* **AUSGANGSTEXT**
_ _ _ _ _
Obwohl das Leben in den Lagern durch die Bestimmungen der Zentralstelle für Arbeitslager unter der Leitung von Otto Zaugg reglementiert wurde, gab es äußerst unterschiedliche Erfahrungen, hing es doch von den menschlichen Qualitäten der Lagerleitung ab, wie dieses Reglement ausgelegt und gehandhabt wurde. Die Lager wurden nach Geschlechtern getrennt geführt, Ehepaare und Familien wurden getrennt, für viele nach den traumatischen Erlebnissen der Flucht eine besondere Belastung. Auch der Mangel an Privatsphäre, harte Arbeit und oft schlechtes Essen belasteten das Zusammenleben der sich ohnedies in einer psychischen Ausnahmesituation befindlichen Internierten. Außerdem bestand das Gebot des Transits für die Flüchtlinge weiterhin, ihre Zukunft war weithin ungesichert.

Wenigstens gab es ab dem März 1941 für alle Arbeitsdienstpflichtigen die Möglichkeit zu einer beruflichen Aus- und Weiterbildung, in erster Linie wurden dabei Kurse zu handwerklichen Berufen (Tischler, Schuster, Schneider, Metallarbeiter), die bei der Auswanderung nützlich sein konnten, angeboten.

Daneben gab es "Sonderlager für politische Flüchtlinge", hier wurden vor allem Kommunisten und einige Sozialdemokraten interniert. Das erste dieser Sonderlager wurde 1941 in Malvaglia, im Tessin, errichtet. Von dort wurde das Lager nach Gordola im Tessin und schließlich nach Bassecourt im Jura verlegt. Durch das Entgegenkommen des Lagerleiters Max Frösch, der sich den Flüchtlingen gegenüber wohlwollend verhielt, konnte der politische Diskurs aufrecht erhalten werden. Die Unterbringung in diesem Lager bedeutete, entgegen der bundesrätlichen Intention, für die Internierten einen gewissen politischen Aktionsradius. So gelang es trotz des herrschenden strengeren Reglements für Sonderlager, wie Briefzensur und vorübergehende Urlaubssperre, den Kontakt nach außen aufrecht zu erhalten. Die deutsche kommunistische Partei verlegte, ihre jahrelange Erfahrung in konspirativer Arbeit nutzend, auch die Gesamtleitung der Partei in dieses Lager. Wie bereits erwähnt, wurde Personen, die glaubhaft machen konnten, in ihrem Herkunftsland nicht nur aus "rassischen" Gründen politisch verfolgt worden zu sein, Schutz gewährt. In den Jahren der NS-Herrschaft erhielten von 300.000 Personen, die sich meist vorübergehend in der Schweiz aufgehalten haben, nur 251 den Status "politischer Flüchtling", 60 davon waren Österreicher. Durch das Verbot jeder politischen Betätigung war ihre Lage sehr erschwert. Schon das Votum für Österreich stellte einen neutralitätswidrigen Akt dar, hatte doch die Schweiz den "Anschluss" Österreichs bereits nach einem Bundesratbeschluss vom 18. März 1938 offiziell zur Kenntnis genommen. Daran änderte auch die Moskauer Deklaration vom 1. November 1943 nichts. Dieses Eintreten für ein unabhängiges Österreich nach dem Ende des Krieges führte auch zu Spannungen zwischen österreichischen und deutschen Kommunisten, die den "Anschluss" Österreichs an Deutschland positiv bewerteten.
_ _ _ _ _
* **DATENAUSZUG**
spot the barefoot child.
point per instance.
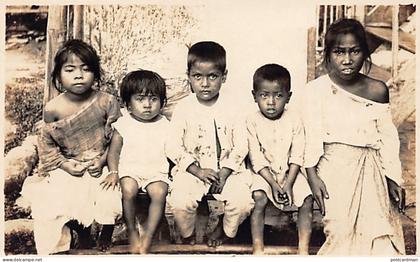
(143, 164)
(352, 150)
(207, 149)
(73, 148)
(276, 148)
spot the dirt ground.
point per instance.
(27, 60)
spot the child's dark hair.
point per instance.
(347, 26)
(83, 51)
(142, 81)
(272, 72)
(207, 51)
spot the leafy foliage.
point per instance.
(23, 106)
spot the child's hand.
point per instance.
(207, 175)
(95, 169)
(397, 194)
(111, 180)
(289, 192)
(278, 194)
(318, 188)
(74, 168)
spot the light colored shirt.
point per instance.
(143, 152)
(275, 143)
(82, 136)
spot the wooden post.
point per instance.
(78, 22)
(359, 13)
(311, 53)
(56, 35)
(395, 41)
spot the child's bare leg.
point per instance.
(257, 222)
(129, 189)
(304, 224)
(83, 234)
(157, 192)
(105, 238)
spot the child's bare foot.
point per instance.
(145, 243)
(188, 240)
(218, 236)
(105, 238)
(103, 246)
(134, 240)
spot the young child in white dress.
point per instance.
(208, 149)
(276, 150)
(73, 149)
(143, 165)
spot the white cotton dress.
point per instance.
(355, 146)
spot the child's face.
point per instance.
(206, 81)
(346, 57)
(271, 98)
(75, 76)
(144, 107)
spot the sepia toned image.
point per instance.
(197, 127)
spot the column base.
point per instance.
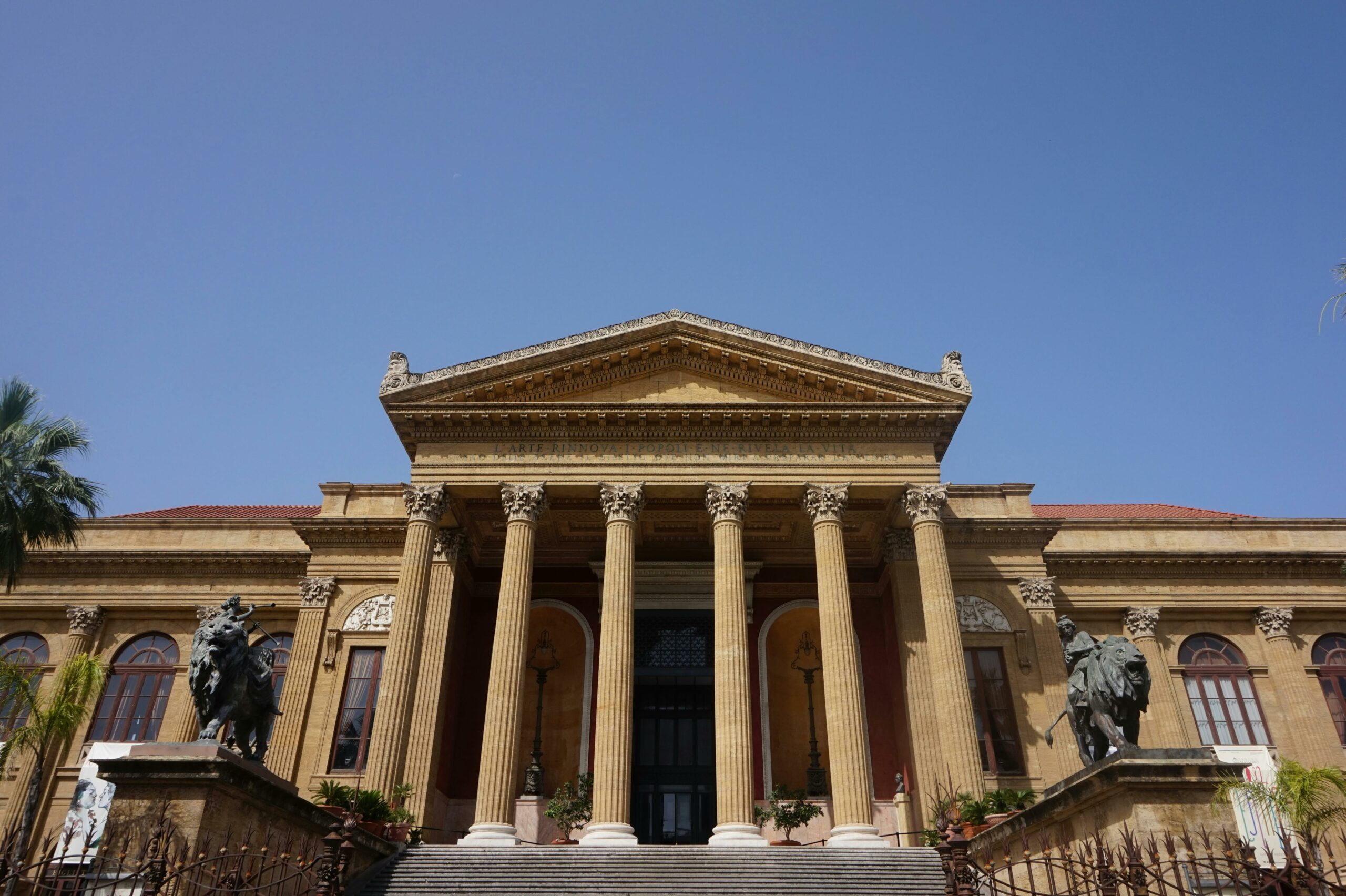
(489, 834)
(856, 836)
(609, 834)
(737, 836)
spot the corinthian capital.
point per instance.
(925, 502)
(85, 620)
(825, 504)
(426, 502)
(448, 543)
(900, 544)
(1274, 620)
(621, 502)
(315, 591)
(524, 502)
(1140, 622)
(727, 501)
(1038, 593)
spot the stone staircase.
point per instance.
(657, 871)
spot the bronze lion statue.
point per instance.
(1107, 692)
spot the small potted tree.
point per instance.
(788, 809)
(571, 808)
(334, 797)
(400, 820)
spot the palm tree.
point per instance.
(1308, 801)
(41, 501)
(46, 721)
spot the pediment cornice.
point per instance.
(788, 368)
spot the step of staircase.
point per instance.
(659, 871)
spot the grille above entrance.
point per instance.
(680, 584)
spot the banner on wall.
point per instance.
(88, 814)
(1260, 828)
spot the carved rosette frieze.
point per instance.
(426, 502)
(925, 502)
(1140, 622)
(524, 502)
(900, 544)
(315, 591)
(1274, 620)
(448, 545)
(1038, 594)
(85, 620)
(621, 502)
(825, 504)
(726, 501)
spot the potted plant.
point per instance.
(571, 808)
(788, 809)
(334, 797)
(400, 820)
(372, 810)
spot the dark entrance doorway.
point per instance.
(674, 750)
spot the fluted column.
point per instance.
(1164, 726)
(900, 549)
(426, 730)
(397, 678)
(611, 825)
(315, 593)
(736, 824)
(1301, 728)
(494, 825)
(948, 675)
(852, 782)
(1039, 598)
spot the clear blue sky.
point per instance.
(216, 221)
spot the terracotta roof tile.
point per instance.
(1130, 512)
(227, 512)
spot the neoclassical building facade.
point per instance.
(695, 560)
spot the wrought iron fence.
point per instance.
(1166, 866)
(164, 864)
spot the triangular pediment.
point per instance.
(675, 358)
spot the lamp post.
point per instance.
(543, 661)
(808, 659)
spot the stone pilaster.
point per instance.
(736, 824)
(494, 825)
(1039, 599)
(426, 730)
(944, 639)
(900, 549)
(852, 783)
(315, 593)
(611, 825)
(1164, 724)
(402, 659)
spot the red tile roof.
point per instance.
(227, 512)
(1130, 512)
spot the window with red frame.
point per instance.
(29, 651)
(1221, 692)
(1330, 658)
(359, 699)
(998, 735)
(132, 705)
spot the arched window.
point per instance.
(1221, 692)
(138, 690)
(30, 653)
(1330, 658)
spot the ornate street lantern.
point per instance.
(808, 659)
(543, 661)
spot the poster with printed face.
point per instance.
(1258, 827)
(88, 816)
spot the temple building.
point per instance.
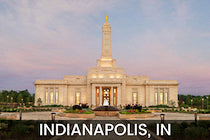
(106, 84)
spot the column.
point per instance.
(112, 97)
(100, 96)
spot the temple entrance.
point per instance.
(106, 96)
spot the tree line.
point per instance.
(12, 96)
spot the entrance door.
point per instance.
(106, 95)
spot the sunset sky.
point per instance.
(47, 39)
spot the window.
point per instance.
(166, 98)
(134, 98)
(161, 98)
(51, 97)
(46, 97)
(156, 98)
(115, 96)
(97, 96)
(77, 97)
(56, 97)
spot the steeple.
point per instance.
(106, 56)
(106, 41)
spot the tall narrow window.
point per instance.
(56, 97)
(166, 98)
(115, 96)
(156, 98)
(77, 97)
(51, 97)
(134, 98)
(97, 96)
(161, 98)
(46, 97)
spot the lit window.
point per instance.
(51, 97)
(166, 98)
(134, 98)
(56, 97)
(111, 76)
(156, 98)
(77, 97)
(161, 98)
(46, 97)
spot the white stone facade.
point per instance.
(106, 81)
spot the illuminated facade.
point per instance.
(106, 84)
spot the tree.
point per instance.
(39, 101)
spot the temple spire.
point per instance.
(106, 56)
(106, 40)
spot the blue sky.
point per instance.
(168, 40)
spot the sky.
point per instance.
(47, 39)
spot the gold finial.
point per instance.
(106, 17)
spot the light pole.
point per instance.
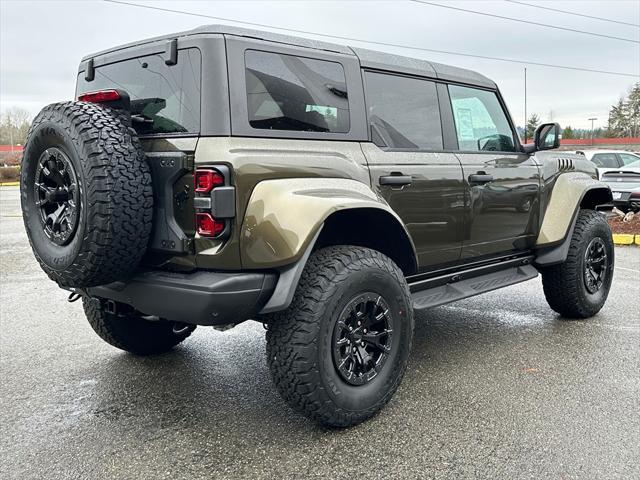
(592, 120)
(525, 104)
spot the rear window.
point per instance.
(165, 99)
(286, 92)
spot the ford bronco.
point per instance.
(222, 174)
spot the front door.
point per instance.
(502, 183)
(423, 184)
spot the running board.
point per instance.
(452, 292)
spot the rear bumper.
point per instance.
(200, 298)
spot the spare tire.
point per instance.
(86, 194)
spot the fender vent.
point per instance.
(565, 164)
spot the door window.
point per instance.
(286, 92)
(605, 160)
(481, 123)
(403, 111)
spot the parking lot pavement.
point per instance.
(497, 387)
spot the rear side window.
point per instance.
(165, 99)
(628, 159)
(481, 124)
(605, 160)
(403, 111)
(286, 92)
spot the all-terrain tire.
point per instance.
(130, 332)
(564, 284)
(112, 193)
(299, 340)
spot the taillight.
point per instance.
(214, 201)
(100, 96)
(207, 180)
(208, 226)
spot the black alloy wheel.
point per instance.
(595, 265)
(56, 195)
(362, 338)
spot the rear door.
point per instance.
(165, 99)
(502, 183)
(409, 167)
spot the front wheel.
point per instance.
(339, 352)
(578, 287)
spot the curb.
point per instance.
(625, 239)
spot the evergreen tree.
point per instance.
(532, 123)
(567, 133)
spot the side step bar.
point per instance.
(470, 287)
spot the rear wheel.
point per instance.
(129, 331)
(339, 352)
(578, 288)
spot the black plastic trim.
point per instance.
(171, 52)
(419, 284)
(199, 298)
(288, 281)
(166, 169)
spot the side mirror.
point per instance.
(547, 136)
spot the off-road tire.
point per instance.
(115, 194)
(130, 332)
(299, 339)
(564, 285)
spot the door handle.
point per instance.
(395, 180)
(480, 178)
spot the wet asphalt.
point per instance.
(497, 387)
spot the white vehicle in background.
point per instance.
(625, 186)
(609, 160)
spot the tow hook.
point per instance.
(179, 327)
(74, 297)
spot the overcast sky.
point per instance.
(42, 43)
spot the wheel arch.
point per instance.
(571, 192)
(285, 217)
(371, 228)
(575, 192)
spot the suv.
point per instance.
(223, 174)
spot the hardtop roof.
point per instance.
(368, 58)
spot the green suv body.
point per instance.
(322, 189)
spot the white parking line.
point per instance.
(628, 269)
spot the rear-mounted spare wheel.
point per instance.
(86, 194)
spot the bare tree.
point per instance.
(14, 125)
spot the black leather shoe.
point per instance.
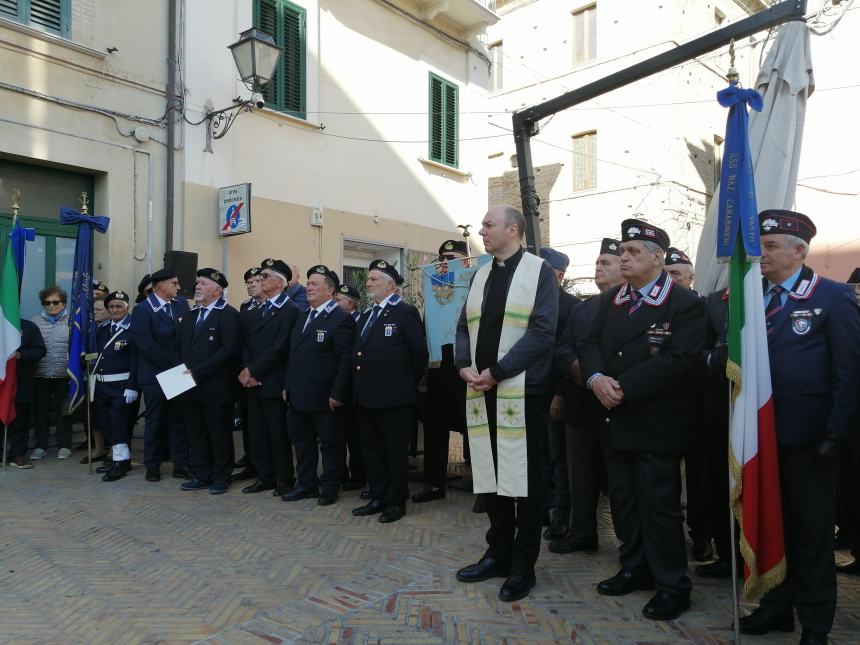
(812, 638)
(295, 494)
(392, 513)
(326, 499)
(715, 569)
(852, 567)
(247, 473)
(371, 508)
(666, 606)
(761, 622)
(428, 494)
(258, 487)
(571, 545)
(516, 586)
(117, 471)
(702, 551)
(484, 569)
(625, 582)
(557, 529)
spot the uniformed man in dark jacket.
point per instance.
(558, 490)
(318, 385)
(445, 404)
(641, 351)
(116, 389)
(389, 357)
(354, 477)
(812, 327)
(209, 344)
(265, 349)
(255, 299)
(30, 352)
(585, 464)
(155, 332)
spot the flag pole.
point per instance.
(733, 77)
(736, 607)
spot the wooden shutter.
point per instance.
(267, 22)
(437, 91)
(47, 14)
(450, 124)
(293, 59)
(9, 8)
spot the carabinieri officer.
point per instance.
(115, 378)
(209, 345)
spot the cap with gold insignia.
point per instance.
(323, 270)
(676, 256)
(636, 229)
(453, 246)
(214, 275)
(349, 291)
(388, 269)
(782, 222)
(611, 246)
(117, 295)
(278, 266)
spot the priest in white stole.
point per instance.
(504, 351)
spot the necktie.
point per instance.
(773, 307)
(311, 317)
(373, 316)
(635, 301)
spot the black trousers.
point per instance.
(210, 439)
(271, 451)
(353, 466)
(445, 411)
(515, 523)
(808, 492)
(114, 416)
(385, 435)
(163, 427)
(587, 475)
(19, 431)
(48, 397)
(306, 430)
(645, 497)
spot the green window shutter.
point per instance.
(47, 14)
(285, 23)
(9, 8)
(267, 22)
(444, 110)
(437, 91)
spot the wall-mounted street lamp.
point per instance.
(256, 56)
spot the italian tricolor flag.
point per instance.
(10, 335)
(753, 461)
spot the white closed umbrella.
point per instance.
(785, 81)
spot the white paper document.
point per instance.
(175, 381)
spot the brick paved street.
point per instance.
(135, 562)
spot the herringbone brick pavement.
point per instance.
(82, 561)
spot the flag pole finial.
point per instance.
(732, 75)
(16, 203)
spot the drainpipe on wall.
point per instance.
(171, 134)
_ _ _ _ _
* **DEINE AUFGABEN**
A: Beantworte zum Text über die Flüchtlingslager in der Schweiz:
(i) Ab wann konnten alle Arbeitsdienstpflichtigen eine berufliche Aus- und Weiterbildung machen?
(ii) Wo wurde das erste Sonderlager für politische Flüchtlinge errichtet?
(iii) Wie viele Personen erhielten den Status "politischer Flüchtling", und wie viele davon waren Österreicher?
B: Kannst du den Text über die Flüchtlingslager in der Schweiz nach seinem letzten Satz um einen Absatz weiterführen?

* **ANTWORTEN PRO AUFGABE**
A:
(i) Ab dem März 1941.
(ii) In Malvaglia im Tessin.
(iii) 251 Personen, davon 60 Österreicher.

B:
Die - trotz aller Beschränkungen - aktivste politische Gruppe in der Schweiz waren die Kommunisten, sie versuchten mit Flugblattaktionen und Tarnschriften in Deutschland wirksam zu sein. Die Kommunisten wurden seitens der Schweizer Behörden besonders gründlich überwacht. Die Schweizer Sozialdemokraten hatten im Gegensatz zu den Schweizer Kommunisten 1935 durch Bejahung der Landesverteidigung und den Verzicht auf die Errichtung einer proletarischen Kultur zu einer Verständigung mit den bürgerlichen Parteien gefunden. Die Schweizer kommunistische Partei hingegen wurde am 27.11. 1940 unter Berufung auf das Neutralitätsprinzip verboten, nicht zuletzt wegen ihres antifaschistischen Engagements, das auch eine Unterstützung der österreichischen und deutschen Kommunisten im In- und Ausland mit einschloss. Dieses Verbot hatte auch weitreichende Auswirkungen auf die politisch aktiven Flüchtlinge, die Schweizer Gesinnungsgenossen waren ebenfalls in die Illegalität gedrängt und konnten keinerlei Schutzfunktion mehr übernehmen.